**QUOTED PASSAGE**
....
It really was somewhat of a hole in the wall. It wasn’t much of a place, just looked like about any other bar and grill, heavy on the bar side. I ordered the lunch ribs which came with 3 sides for a whopping $8.99. I got 3 ribs for that price and they were good. No complaints here.

From there I progressed to Chester Illinois where I was to cross the Mississippi River… at flood stage. Chester brags about being the “Home of Popeye” as the cartoonist was born in Chester, IL. There’s a huge metal statue of him at the bridge into Missouri.

The river was massive and powerful. Looking at the supports of the bridge I could see how quickly the water was moving. There was a service road that ran parallel to the river that was submerged in sections. Chester is a city on a hill, so it wasn’t affected.

I wanted to reach Farmington today and am disappointed that I didn’t. I blame the hills, mostly. I’m meeting my friend Ashby Tyler there tomorrow and taking the day off from biking. It’ll be my first day off since starting the trip. I don’t want to take a day off in terms of recovery or progress, but I do want to chill out and spend a day with a friend that I rarely see.

I’ve been thinking about how the human body is an amazing thing. To ride a bicycle for 10+ hours every day for several weeks at a time… For my legs and knees to be pushing and bending over and over and over and over with the amount of stress and pressure I exert on them minute after minute… The human body is capable of so much more than we think it’s capable of and it does it without us really thinking about it. I imagine putting that amount of stress or pressure on a door hinge over and over and over for days at a time. I think it’d wear out before too long, but our bodies are designed for the weird and straining things that we throw at it. It’s really amazing when you think about it.

Wednesday, June 25, 2008

Day 14, Hello Illinois!

Day 14, Clay, KY – Goreville, IL 94 miles (1132 total)

Time on bike: 9:17:01

Avg: 10.3 mph

Daily Ascent: 6265 ft (67 ft/mile)

Max: 40 mph

Illinois! What gives!! I always thought of Illinois as being a flat, boring state! Apparently southern Illinois is covered in hills! I haven’t climbed this much since I was in the Appalachian mountains in Virginia! The hills weren’t long or terribly steep they were just plentiful.

Early on in my ride I came to the Ohio river where I had to cross by ferry. On the ferry I met a group that had their bicycles mounted to their cars and were heading for some light trail riding. We had a great conversation bout cross country riding and recumbent bikes. The guy I spoke with had an older recumbent bicycle.

To keep me from going crazy by just peddling my bike all day long and listening to – creak, creak, creak – I listen to podcasts throughout the day. I put one earplug in and keep the other one tuned in for traffic. Every time I stop for a break I charge up the iPod. Here’s what I listen to in no particular order:

Tony Campolo

Rob Bell – Mars Hill

Mark Nelson – Crossings

NPR: Fresh Air w/ Terry Gross

Dave Ramsey

Car Talk

BBC Documentaries

This American Life

NPR: Religion

NPR: Politics

ESPN: Best of Mike & Mike in the morning

ESPN: Football Today – The Audible

Day 13, KY Farmland

Day 13, Hudson, KY – Clay, KY 112 miles (1038 total)
....
**AVAILABLE DATA**
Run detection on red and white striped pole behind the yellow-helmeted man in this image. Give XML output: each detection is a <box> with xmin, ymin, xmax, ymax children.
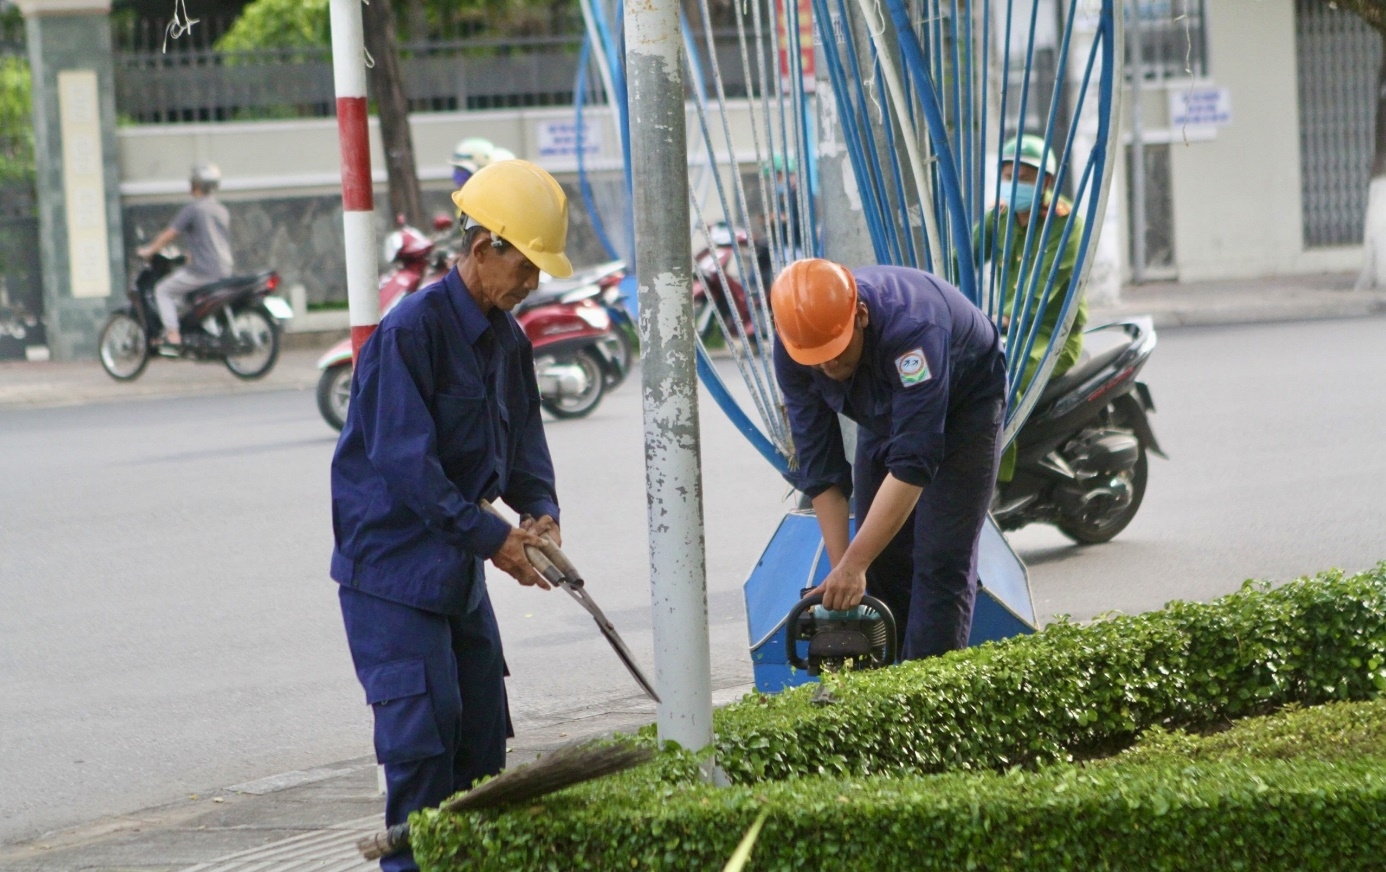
....
Write out everything in the bike trip journal above from "I’ve been thinking" down to "miles (1132 total)", word for word.

**SOLUTION TO THE EXERCISE**
I’ve been thinking about how the human body is an amazing thing. To ride a bicycle for 10+ hours every day for several weeks at a time… For my legs and knees to be pushing and bending over and over and over and over with the amount of stress and pressure I exert on them minute after minute… The human body is capable of so much more than we think it’s capable of and it does it without us really thinking about it. I imagine putting that amount of stress or pressure on a door hinge over and over and over for days at a time. I think it’d wear out before too long, but our bodies are designed for the weird and straining things that we throw at it. It’s really amazing when you think about it.

Wednesday, June 25, 2008

Day 14, Hello Illinois!

Day 14, Clay, KY – Goreville, IL 94 miles (1132 total)